*** Opening INPUT DATA ***

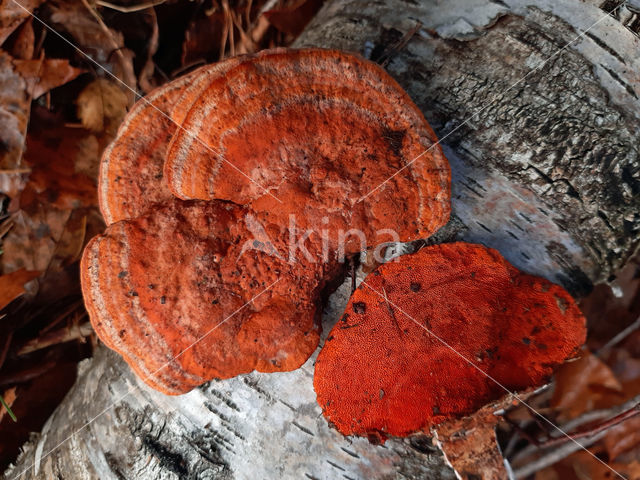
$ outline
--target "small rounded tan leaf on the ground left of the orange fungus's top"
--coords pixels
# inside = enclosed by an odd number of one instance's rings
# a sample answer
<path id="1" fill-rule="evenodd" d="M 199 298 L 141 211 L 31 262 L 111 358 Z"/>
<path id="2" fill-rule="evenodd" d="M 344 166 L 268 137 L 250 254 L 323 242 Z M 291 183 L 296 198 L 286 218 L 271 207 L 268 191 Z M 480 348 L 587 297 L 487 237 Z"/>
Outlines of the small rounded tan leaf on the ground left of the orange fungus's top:
<path id="1" fill-rule="evenodd" d="M 80 92 L 76 104 L 82 125 L 102 132 L 117 129 L 127 113 L 128 99 L 114 82 L 97 78 Z"/>

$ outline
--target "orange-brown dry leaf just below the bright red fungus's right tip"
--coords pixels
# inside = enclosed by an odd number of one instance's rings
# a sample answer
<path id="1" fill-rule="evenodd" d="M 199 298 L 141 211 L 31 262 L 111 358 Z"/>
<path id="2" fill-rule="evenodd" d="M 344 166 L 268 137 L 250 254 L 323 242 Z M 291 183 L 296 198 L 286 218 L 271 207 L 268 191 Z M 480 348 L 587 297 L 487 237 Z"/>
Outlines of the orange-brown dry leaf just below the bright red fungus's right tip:
<path id="1" fill-rule="evenodd" d="M 565 363 L 556 372 L 551 406 L 558 410 L 560 420 L 567 420 L 612 407 L 623 398 L 622 385 L 611 369 L 584 350 L 581 358 Z"/>

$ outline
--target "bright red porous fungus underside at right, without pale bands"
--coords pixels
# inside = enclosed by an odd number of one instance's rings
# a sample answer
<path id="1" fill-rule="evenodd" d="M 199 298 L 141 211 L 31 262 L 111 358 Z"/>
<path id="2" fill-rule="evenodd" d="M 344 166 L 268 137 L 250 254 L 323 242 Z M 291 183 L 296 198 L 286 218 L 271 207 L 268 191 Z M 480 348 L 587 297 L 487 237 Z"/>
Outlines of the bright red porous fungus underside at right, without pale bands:
<path id="1" fill-rule="evenodd" d="M 542 384 L 584 340 L 561 287 L 496 250 L 437 245 L 367 276 L 318 356 L 314 386 L 343 434 L 406 436 L 504 395 L 498 383 Z"/>

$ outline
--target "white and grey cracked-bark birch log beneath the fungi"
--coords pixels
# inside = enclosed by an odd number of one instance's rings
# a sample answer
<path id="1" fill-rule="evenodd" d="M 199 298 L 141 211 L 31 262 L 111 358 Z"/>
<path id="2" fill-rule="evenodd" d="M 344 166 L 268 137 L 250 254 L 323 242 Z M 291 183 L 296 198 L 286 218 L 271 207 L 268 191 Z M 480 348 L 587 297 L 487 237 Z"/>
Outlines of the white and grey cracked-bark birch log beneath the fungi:
<path id="1" fill-rule="evenodd" d="M 443 139 L 449 238 L 579 296 L 638 243 L 638 12 L 636 0 L 334 0 L 297 44 L 384 63 Z M 348 293 L 329 300 L 325 331 Z M 425 438 L 374 446 L 331 429 L 314 359 L 170 398 L 99 349 L 7 478 L 454 478 Z"/>

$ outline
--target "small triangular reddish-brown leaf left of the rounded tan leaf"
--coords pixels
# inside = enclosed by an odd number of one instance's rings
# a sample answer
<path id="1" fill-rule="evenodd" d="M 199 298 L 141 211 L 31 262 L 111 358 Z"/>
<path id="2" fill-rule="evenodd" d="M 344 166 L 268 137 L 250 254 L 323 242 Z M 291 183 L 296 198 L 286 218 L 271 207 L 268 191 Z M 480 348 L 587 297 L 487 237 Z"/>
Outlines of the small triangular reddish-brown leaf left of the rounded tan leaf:
<path id="1" fill-rule="evenodd" d="M 13 65 L 26 80 L 27 89 L 34 100 L 85 72 L 64 59 L 14 60 Z"/>

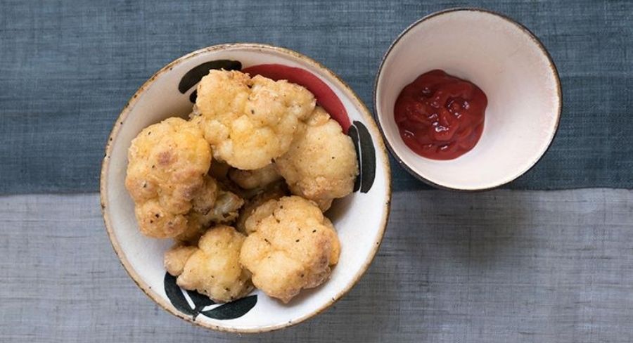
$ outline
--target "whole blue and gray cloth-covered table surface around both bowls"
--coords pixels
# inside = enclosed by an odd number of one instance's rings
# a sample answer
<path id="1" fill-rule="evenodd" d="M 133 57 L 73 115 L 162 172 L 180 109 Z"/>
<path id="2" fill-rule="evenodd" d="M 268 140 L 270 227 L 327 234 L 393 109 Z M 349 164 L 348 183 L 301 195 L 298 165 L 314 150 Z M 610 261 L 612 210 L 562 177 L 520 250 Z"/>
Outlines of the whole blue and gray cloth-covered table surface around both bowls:
<path id="1" fill-rule="evenodd" d="M 258 41 L 328 65 L 371 105 L 392 39 L 464 5 L 523 22 L 558 66 L 561 126 L 528 174 L 452 193 L 392 164 L 371 268 L 287 330 L 198 328 L 128 278 L 103 228 L 98 169 L 153 72 Z M 0 342 L 633 342 L 632 80 L 633 1 L 0 0 Z"/>

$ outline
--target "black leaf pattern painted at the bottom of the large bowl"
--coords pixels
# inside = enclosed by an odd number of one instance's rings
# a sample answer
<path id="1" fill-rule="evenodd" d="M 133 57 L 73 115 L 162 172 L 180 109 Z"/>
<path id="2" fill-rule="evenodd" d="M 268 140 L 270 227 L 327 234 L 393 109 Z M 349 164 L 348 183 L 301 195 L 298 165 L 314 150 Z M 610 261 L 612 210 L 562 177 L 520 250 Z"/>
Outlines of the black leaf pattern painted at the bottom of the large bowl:
<path id="1" fill-rule="evenodd" d="M 198 317 L 199 314 L 208 318 L 219 320 L 240 318 L 248 313 L 250 309 L 255 307 L 255 304 L 257 304 L 257 295 L 250 295 L 249 297 L 238 299 L 234 302 L 228 302 L 226 304 L 216 306 L 213 309 L 203 311 L 207 306 L 212 306 L 217 303 L 212 299 L 209 299 L 206 295 L 201 295 L 198 292 L 182 290 L 177 285 L 176 278 L 170 273 L 165 273 L 164 284 L 165 294 L 167 295 L 167 298 L 170 299 L 170 302 L 172 302 L 172 305 L 174 305 L 174 307 L 182 313 L 191 316 L 193 321 L 196 320 L 196 317 Z M 184 292 L 187 292 L 189 299 L 193 302 L 193 309 L 187 302 Z"/>

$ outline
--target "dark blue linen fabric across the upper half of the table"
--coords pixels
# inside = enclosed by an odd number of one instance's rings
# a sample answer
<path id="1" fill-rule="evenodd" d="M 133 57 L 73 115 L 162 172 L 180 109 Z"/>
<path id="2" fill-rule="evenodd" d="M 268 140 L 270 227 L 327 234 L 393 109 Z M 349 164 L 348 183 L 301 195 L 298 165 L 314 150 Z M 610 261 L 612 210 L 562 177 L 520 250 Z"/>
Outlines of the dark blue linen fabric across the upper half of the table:
<path id="1" fill-rule="evenodd" d="M 563 117 L 516 189 L 633 188 L 632 1 L 0 1 L 0 194 L 98 190 L 127 99 L 190 51 L 288 48 L 338 73 L 371 108 L 391 41 L 434 11 L 478 6 L 530 28 L 563 84 Z M 395 190 L 425 188 L 394 166 Z"/>

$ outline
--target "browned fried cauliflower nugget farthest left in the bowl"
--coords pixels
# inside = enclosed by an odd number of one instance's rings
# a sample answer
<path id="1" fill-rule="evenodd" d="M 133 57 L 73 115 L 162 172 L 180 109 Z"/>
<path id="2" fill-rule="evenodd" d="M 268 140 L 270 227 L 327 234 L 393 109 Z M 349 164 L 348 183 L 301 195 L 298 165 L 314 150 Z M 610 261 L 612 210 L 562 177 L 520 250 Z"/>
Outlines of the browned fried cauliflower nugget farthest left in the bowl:
<path id="1" fill-rule="evenodd" d="M 181 118 L 146 127 L 132 140 L 125 187 L 143 234 L 170 238 L 186 230 L 185 214 L 203 188 L 210 164 L 203 132 Z"/>

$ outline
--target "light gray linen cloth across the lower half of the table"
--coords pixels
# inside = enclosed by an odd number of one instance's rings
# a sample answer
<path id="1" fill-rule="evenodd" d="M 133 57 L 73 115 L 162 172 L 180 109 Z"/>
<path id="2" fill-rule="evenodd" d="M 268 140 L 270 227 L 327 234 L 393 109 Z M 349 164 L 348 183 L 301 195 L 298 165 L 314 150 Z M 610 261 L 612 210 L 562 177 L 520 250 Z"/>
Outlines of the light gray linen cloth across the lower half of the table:
<path id="1" fill-rule="evenodd" d="M 633 190 L 395 193 L 352 292 L 307 323 L 243 337 L 143 295 L 98 203 L 0 197 L 0 342 L 633 341 Z"/>

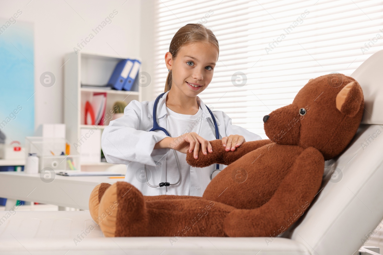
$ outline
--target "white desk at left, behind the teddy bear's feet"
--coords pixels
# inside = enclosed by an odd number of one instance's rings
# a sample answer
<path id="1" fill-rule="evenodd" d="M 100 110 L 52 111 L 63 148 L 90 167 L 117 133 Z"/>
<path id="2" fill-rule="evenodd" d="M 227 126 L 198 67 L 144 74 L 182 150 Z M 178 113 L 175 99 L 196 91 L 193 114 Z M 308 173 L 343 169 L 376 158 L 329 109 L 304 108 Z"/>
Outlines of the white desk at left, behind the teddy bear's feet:
<path id="1" fill-rule="evenodd" d="M 89 210 L 89 195 L 96 185 L 123 180 L 108 176 L 56 175 L 52 182 L 46 183 L 40 174 L 0 172 L 0 197 L 10 199 L 11 203 L 23 200 Z M 5 210 L 10 209 L 11 203 L 7 203 Z"/>

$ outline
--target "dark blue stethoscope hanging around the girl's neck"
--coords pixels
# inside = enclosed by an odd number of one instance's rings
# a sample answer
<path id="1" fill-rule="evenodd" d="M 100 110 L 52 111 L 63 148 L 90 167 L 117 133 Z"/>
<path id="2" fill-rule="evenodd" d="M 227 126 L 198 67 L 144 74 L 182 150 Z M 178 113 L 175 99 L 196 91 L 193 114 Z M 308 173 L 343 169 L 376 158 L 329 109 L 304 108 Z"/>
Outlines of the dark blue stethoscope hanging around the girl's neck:
<path id="1" fill-rule="evenodd" d="M 154 130 L 161 130 L 163 131 L 167 136 L 170 136 L 169 133 L 167 132 L 167 130 L 165 128 L 162 128 L 158 125 L 157 123 L 157 114 L 156 114 L 156 111 L 157 111 L 157 105 L 158 105 L 158 101 L 160 100 L 160 98 L 165 94 L 166 92 L 160 94 L 154 101 L 154 107 L 153 107 L 153 128 L 149 131 L 154 131 Z M 206 105 L 205 105 L 206 106 Z M 219 132 L 218 132 L 218 125 L 217 125 L 217 122 L 216 122 L 216 119 L 213 115 L 213 112 L 211 112 L 211 110 L 209 109 L 209 107 L 206 106 L 206 108 L 208 109 L 211 117 L 213 118 L 213 122 L 214 122 L 214 127 L 215 127 L 215 131 L 216 131 L 216 138 L 219 139 Z M 175 154 L 175 150 L 173 150 L 173 153 L 174 153 L 174 156 L 175 156 L 175 160 L 177 161 L 177 167 L 178 167 L 178 180 L 176 183 L 169 183 L 169 182 L 161 182 L 160 184 L 158 185 L 155 185 L 155 186 L 152 186 L 149 184 L 149 182 L 147 181 L 147 177 L 146 177 L 146 164 L 145 164 L 145 180 L 146 180 L 146 183 L 147 185 L 149 185 L 150 187 L 163 187 L 163 186 L 170 186 L 170 185 L 175 185 L 177 184 L 178 182 L 180 182 L 181 180 L 181 171 L 180 171 L 180 165 L 178 164 L 178 157 L 177 157 L 177 154 Z M 216 169 L 214 169 L 211 174 L 210 174 L 210 180 L 212 179 L 212 175 L 215 171 L 221 171 L 219 170 L 219 164 L 216 165 Z"/>

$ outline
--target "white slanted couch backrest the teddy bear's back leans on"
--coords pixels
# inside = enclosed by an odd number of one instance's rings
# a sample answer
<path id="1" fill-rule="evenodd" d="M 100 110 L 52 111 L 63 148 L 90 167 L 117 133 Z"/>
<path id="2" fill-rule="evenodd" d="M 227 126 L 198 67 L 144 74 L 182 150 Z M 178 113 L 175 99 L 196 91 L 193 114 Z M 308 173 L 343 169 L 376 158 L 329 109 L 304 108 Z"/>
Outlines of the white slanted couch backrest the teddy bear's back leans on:
<path id="1" fill-rule="evenodd" d="M 326 165 L 324 188 L 300 224 L 283 236 L 312 254 L 351 255 L 383 218 L 382 126 L 361 125 L 344 153 Z M 329 181 L 332 174 L 336 177 L 333 170 L 342 172 L 339 182 Z"/>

*** Closing INPUT DATA ***

**REQUIREMENT:** Beginning with the line that contains "Outlines of the dark blue stethoscope", each line of the records above through the last one must be printed word for word.

**YOUR SOLUTION:**
Outlines of the dark blue stethoscope hanging around the girl's neck:
<path id="1" fill-rule="evenodd" d="M 154 130 L 161 130 L 163 131 L 167 136 L 170 136 L 169 133 L 167 132 L 167 130 L 165 128 L 162 128 L 158 125 L 157 123 L 157 114 L 156 114 L 156 111 L 157 111 L 157 105 L 158 105 L 158 101 L 160 100 L 160 98 L 165 94 L 166 92 L 160 94 L 154 101 L 154 107 L 153 107 L 153 128 L 149 131 L 154 131 Z M 206 105 L 205 105 L 206 106 Z M 219 132 L 218 132 L 218 125 L 217 125 L 217 122 L 216 122 L 216 119 L 213 115 L 213 112 L 211 112 L 211 110 L 209 109 L 209 107 L 206 106 L 206 108 L 208 109 L 211 117 L 213 118 L 213 122 L 214 122 L 214 127 L 215 127 L 215 131 L 216 131 L 216 138 L 219 139 Z M 175 154 L 175 150 L 173 150 L 173 153 L 174 153 L 174 156 L 175 156 L 175 160 L 177 161 L 177 167 L 178 167 L 178 180 L 176 183 L 169 183 L 169 182 L 161 182 L 160 184 L 158 185 L 155 185 L 155 186 L 152 186 L 149 184 L 149 182 L 147 181 L 147 177 L 146 177 L 146 164 L 145 164 L 145 180 L 146 180 L 146 183 L 147 185 L 149 185 L 150 187 L 163 187 L 163 186 L 170 186 L 170 185 L 175 185 L 177 184 L 178 182 L 180 182 L 181 180 L 181 171 L 180 171 L 180 165 L 178 164 L 178 157 L 177 157 L 177 154 Z M 216 169 L 214 169 L 211 174 L 210 174 L 210 180 L 212 179 L 212 175 L 215 171 L 221 171 L 219 170 L 219 164 L 216 165 Z"/>

$ outline
--target "white slanted couch backrest the teddy bear's back leans on"
--coords pixels
# inside = enclosed by an odd number of one instance's rings
# a sample answer
<path id="1" fill-rule="evenodd" d="M 100 110 L 52 111 L 63 148 L 90 167 L 117 133 Z"/>
<path id="2" fill-rule="evenodd" d="M 227 126 L 198 67 L 144 74 L 182 150 Z M 178 113 L 175 99 L 196 91 L 193 114 Z M 308 173 L 343 169 L 376 158 L 329 109 L 304 108 Z"/>
Outlines of the white slanted couch backrest the teddy bear's back leans on:
<path id="1" fill-rule="evenodd" d="M 326 165 L 324 188 L 300 224 L 283 236 L 312 254 L 351 255 L 383 218 L 382 126 L 361 125 L 344 153 Z M 329 181 L 332 174 L 336 177 L 333 170 L 342 172 L 339 182 Z"/>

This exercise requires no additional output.